Exercício escrito —
Reproduz sem alterações o trecho do excerto sobre o recurso para o Tribunal Pleno que abre com as palavras "Por Acórdão, que" e fecha com "motivos de alçada'.".

Excerto fornecido —

Julgada improcedente a acção em 1.ª instância, apelou a autora para a Secção Social do Tribunal da Relação de Lisboa que, decidindo previamente agravo relativo ao valor da acção, fixou este em 500.001$00. Quanto à questão de fundo - a relativa ao despedimento da autora - solucionou a Relação em sentido divergente da decisão aí impugnada, declarando nulo o despedimento e condenando o réu nas prestações decorrentes de tal nulidade.
A tal condenação reagiu o réu recorrendo para o Tribunal Pleno, indicando estar o Acórdão da Relação 'em manifesta oposição, no domínio da mesma legislação e sobre a mesma questão fundamental de direito, com o anterior Acórdão' do mesmo Tribunal, 'transitado em julgado 14/8/87, proferido em recurso de apelação pela 2ª Secção no proc. nº 2076/87 (...)'.
Por Acórdão, que consumiu anterior despacho do relator no mesmo sentido, não admitiu o Tribunal da Relação tal recurso, com fundamento na parte final do artigo 764º do Código de Processo Civil (CPC): 'por motivos de alçada'.
Reclamou, então, o réu, ao abrigo do disposto no artigo 688.º, n.º 1 do CPC, para o Presidente do Supremo Tribunal de Justiça, rematando tal peça com as seguintes conclusões:
'1º - A finalidade específica do recurso para o Tribunal Pleno é evitar as contradições entre Acórdãos dos Tribunais Superiores, assegurando a uniformização de jurisprudência.

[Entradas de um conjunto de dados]
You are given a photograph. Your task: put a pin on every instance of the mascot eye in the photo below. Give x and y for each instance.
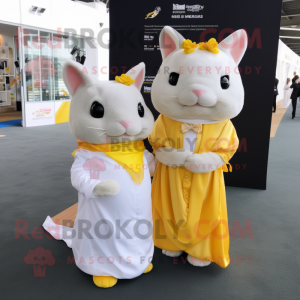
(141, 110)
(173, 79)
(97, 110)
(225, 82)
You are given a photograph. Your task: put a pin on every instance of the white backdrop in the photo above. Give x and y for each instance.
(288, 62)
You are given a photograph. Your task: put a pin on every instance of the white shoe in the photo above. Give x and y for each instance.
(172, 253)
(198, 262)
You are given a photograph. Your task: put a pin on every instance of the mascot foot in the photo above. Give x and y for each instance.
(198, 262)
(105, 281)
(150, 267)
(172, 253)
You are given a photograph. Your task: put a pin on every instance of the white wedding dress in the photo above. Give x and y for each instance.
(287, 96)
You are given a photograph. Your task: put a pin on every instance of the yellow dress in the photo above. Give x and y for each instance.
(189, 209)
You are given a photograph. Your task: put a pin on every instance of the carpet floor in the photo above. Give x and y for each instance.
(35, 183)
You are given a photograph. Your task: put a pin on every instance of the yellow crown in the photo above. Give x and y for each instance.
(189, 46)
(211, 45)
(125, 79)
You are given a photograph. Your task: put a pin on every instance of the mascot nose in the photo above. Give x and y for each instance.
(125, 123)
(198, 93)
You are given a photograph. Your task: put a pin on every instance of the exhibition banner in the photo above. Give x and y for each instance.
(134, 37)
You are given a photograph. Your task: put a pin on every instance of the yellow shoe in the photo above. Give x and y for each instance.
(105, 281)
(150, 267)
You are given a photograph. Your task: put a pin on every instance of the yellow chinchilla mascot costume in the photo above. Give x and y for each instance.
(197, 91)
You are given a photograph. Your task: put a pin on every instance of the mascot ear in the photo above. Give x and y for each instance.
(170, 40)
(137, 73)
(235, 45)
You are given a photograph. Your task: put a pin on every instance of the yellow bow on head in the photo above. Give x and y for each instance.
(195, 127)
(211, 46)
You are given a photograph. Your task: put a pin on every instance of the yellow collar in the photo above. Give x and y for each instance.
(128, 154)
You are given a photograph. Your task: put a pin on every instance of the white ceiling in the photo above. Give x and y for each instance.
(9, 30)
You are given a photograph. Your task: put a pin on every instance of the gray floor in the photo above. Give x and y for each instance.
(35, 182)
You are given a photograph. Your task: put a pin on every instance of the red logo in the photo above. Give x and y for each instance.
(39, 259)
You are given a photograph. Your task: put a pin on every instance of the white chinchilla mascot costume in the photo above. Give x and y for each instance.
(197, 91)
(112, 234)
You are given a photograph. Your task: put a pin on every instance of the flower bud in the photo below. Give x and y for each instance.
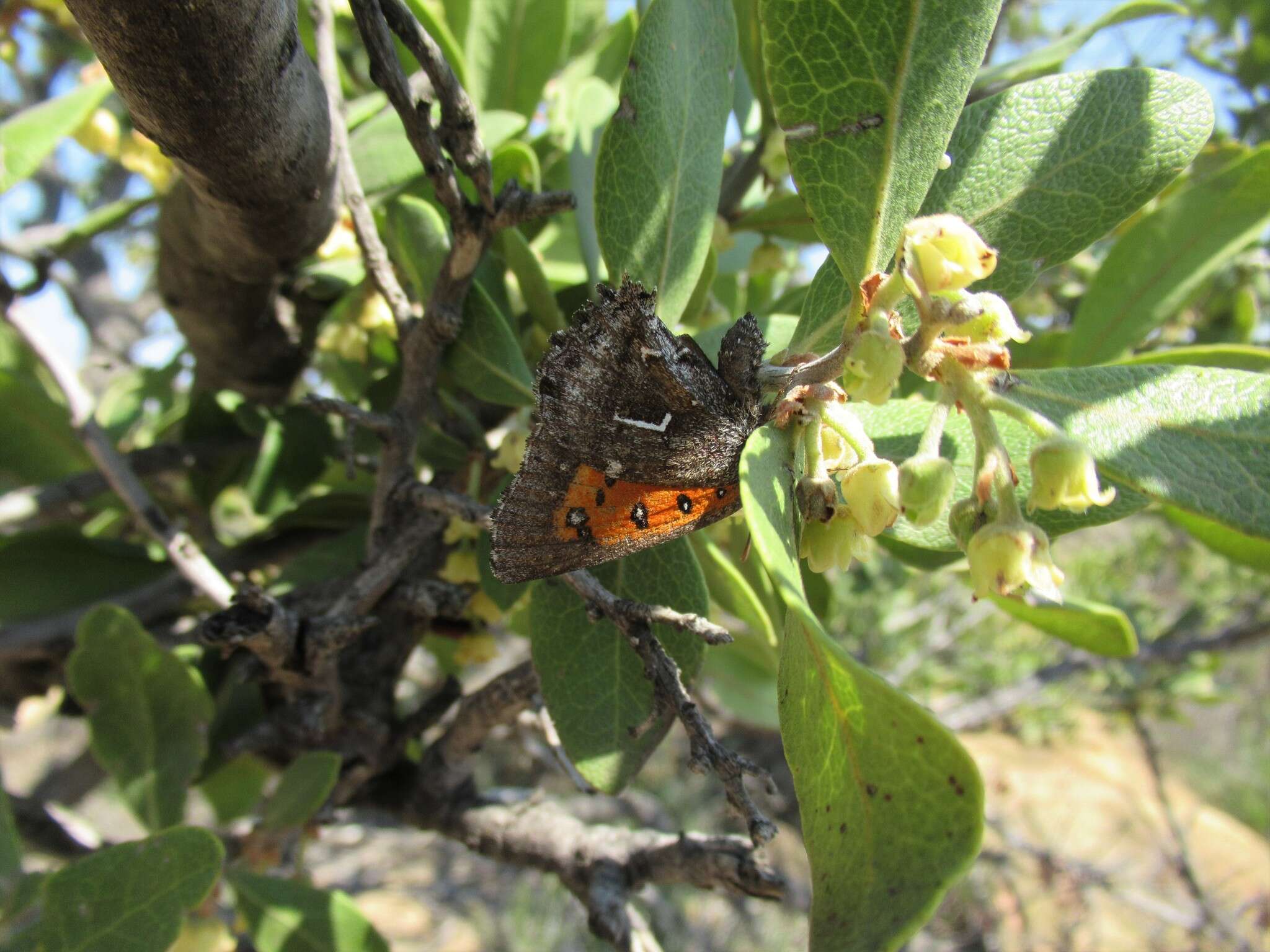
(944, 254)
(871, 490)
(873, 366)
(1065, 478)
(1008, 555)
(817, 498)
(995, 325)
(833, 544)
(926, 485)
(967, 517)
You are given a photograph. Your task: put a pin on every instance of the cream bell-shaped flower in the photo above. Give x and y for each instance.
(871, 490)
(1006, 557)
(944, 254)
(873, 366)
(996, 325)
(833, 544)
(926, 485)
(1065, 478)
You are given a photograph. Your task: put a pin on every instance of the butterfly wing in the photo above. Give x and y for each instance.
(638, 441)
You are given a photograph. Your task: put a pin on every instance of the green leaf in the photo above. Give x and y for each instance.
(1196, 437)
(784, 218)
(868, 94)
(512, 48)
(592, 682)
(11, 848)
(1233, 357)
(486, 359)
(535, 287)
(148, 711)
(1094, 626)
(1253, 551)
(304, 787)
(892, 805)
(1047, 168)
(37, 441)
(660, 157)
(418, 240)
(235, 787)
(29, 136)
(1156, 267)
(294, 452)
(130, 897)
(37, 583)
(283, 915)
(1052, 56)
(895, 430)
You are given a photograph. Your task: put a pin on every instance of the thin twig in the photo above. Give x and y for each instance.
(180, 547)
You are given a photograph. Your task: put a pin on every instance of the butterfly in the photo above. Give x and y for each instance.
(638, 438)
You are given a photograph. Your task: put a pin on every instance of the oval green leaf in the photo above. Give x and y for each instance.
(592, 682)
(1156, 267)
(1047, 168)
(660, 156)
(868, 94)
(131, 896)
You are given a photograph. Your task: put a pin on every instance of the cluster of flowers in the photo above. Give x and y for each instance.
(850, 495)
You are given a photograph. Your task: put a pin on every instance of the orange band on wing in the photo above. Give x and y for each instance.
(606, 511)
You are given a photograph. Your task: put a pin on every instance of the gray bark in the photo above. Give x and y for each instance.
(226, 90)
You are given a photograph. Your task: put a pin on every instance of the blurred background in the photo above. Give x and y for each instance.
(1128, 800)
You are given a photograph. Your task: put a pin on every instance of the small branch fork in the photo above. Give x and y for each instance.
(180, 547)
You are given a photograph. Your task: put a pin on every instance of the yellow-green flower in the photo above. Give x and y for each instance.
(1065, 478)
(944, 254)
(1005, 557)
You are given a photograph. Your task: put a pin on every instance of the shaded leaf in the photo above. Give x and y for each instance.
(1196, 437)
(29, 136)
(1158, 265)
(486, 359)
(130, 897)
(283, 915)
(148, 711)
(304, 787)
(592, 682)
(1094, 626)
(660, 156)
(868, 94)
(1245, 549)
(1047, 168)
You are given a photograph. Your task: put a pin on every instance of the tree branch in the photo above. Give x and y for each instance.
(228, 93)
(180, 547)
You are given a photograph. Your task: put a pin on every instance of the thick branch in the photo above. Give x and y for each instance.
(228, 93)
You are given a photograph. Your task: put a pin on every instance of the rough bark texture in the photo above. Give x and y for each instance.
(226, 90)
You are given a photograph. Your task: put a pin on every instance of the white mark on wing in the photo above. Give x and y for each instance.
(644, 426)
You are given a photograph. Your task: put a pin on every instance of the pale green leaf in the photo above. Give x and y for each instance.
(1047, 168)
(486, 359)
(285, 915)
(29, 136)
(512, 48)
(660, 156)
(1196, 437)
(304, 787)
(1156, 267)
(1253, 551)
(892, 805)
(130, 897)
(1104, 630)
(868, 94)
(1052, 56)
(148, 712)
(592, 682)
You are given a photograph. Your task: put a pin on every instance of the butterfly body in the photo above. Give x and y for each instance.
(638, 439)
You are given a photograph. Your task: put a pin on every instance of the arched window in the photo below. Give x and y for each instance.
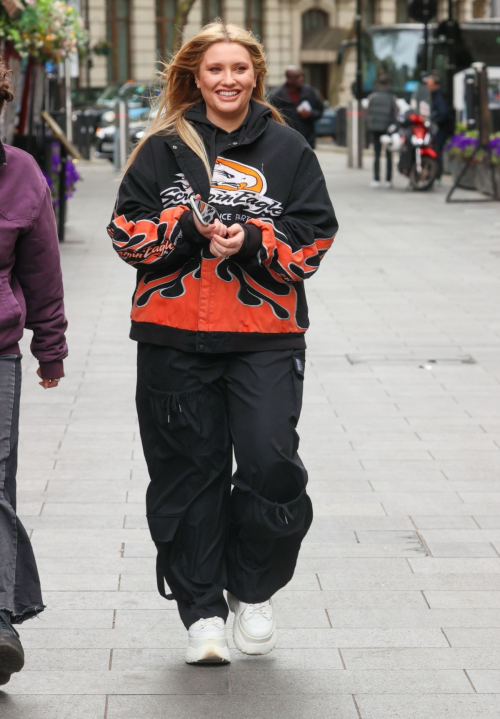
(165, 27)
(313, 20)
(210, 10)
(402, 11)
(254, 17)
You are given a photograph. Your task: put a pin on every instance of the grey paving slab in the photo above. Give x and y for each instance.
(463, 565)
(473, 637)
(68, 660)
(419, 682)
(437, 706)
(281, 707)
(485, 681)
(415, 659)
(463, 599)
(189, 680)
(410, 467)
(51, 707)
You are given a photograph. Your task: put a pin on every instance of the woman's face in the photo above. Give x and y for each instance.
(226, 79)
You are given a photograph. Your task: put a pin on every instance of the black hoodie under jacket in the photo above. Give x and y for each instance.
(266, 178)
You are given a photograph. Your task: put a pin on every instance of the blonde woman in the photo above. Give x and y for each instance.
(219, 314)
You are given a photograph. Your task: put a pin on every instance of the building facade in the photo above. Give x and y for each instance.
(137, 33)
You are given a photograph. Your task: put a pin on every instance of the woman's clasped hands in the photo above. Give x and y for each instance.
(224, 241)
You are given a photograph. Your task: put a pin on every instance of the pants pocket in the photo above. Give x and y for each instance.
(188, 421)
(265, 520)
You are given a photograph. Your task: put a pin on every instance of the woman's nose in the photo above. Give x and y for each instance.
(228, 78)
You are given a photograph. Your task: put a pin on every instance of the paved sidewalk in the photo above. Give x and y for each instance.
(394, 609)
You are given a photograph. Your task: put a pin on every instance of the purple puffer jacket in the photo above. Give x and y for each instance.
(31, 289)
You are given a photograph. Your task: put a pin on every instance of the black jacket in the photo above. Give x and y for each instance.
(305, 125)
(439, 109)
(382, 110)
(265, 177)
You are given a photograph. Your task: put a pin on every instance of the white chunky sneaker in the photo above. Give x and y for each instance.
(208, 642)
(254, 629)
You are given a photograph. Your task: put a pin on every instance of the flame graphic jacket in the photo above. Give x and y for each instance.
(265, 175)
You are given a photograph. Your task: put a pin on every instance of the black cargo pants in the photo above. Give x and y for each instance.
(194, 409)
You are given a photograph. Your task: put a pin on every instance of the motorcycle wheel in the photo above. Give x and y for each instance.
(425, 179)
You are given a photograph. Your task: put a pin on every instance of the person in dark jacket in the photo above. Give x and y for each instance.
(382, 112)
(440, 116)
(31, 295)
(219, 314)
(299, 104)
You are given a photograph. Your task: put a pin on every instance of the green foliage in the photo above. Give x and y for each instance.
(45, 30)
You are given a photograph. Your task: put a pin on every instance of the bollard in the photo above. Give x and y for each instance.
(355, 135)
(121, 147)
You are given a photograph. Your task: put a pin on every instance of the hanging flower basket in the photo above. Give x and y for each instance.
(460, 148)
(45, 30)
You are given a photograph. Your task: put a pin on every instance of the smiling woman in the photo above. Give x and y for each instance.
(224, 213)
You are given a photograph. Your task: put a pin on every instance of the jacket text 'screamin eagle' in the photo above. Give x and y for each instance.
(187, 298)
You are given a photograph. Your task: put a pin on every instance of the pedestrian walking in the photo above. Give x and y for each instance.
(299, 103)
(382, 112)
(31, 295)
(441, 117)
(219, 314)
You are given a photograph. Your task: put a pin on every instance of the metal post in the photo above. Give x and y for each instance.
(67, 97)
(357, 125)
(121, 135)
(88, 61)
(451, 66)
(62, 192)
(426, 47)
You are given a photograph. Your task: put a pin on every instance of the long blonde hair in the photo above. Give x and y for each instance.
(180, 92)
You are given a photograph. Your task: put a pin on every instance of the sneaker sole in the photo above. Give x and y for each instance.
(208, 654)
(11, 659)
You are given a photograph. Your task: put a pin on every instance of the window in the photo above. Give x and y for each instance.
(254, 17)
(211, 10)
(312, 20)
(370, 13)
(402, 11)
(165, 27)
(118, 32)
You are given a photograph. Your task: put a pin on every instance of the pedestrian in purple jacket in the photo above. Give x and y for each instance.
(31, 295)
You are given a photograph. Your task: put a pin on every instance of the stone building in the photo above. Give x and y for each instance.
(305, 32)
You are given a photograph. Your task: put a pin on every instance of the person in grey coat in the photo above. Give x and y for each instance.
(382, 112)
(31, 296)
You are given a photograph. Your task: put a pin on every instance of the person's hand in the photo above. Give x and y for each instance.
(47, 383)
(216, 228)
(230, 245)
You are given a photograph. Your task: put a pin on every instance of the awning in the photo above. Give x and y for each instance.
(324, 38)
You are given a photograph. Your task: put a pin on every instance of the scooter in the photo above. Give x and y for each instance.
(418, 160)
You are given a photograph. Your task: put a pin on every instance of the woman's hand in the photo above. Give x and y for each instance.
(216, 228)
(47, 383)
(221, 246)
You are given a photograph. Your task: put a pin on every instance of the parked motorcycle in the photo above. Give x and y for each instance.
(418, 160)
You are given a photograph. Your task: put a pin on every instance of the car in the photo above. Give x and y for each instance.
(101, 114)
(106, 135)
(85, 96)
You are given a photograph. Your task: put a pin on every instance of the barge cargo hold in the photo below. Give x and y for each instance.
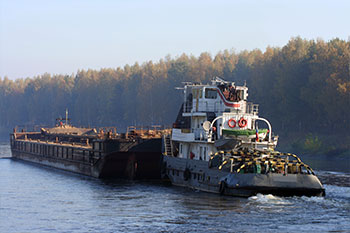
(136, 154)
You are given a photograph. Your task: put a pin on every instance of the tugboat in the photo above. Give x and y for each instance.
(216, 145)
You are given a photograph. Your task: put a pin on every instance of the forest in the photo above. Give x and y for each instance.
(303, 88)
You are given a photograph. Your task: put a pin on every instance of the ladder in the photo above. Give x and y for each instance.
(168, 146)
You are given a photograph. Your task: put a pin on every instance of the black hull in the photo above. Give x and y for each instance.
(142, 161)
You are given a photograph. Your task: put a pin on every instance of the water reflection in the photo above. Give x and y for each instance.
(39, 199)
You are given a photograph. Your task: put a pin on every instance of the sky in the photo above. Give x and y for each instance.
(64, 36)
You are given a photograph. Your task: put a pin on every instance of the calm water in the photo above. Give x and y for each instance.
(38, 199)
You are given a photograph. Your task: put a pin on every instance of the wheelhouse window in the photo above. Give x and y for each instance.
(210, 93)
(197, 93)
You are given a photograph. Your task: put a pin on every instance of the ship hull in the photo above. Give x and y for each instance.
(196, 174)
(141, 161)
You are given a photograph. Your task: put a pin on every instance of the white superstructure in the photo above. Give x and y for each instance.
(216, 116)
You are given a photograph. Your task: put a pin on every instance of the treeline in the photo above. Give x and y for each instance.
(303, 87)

Resposta —
Por Acórdão, que consumiu anterior despacho do relator no mesmo sentido, não admitiu o Tribunal da Relação tal recurso, com fundamento na parte final do artigo 764º do Código de Processo Civil (CPC): 'por motivos de alçada'.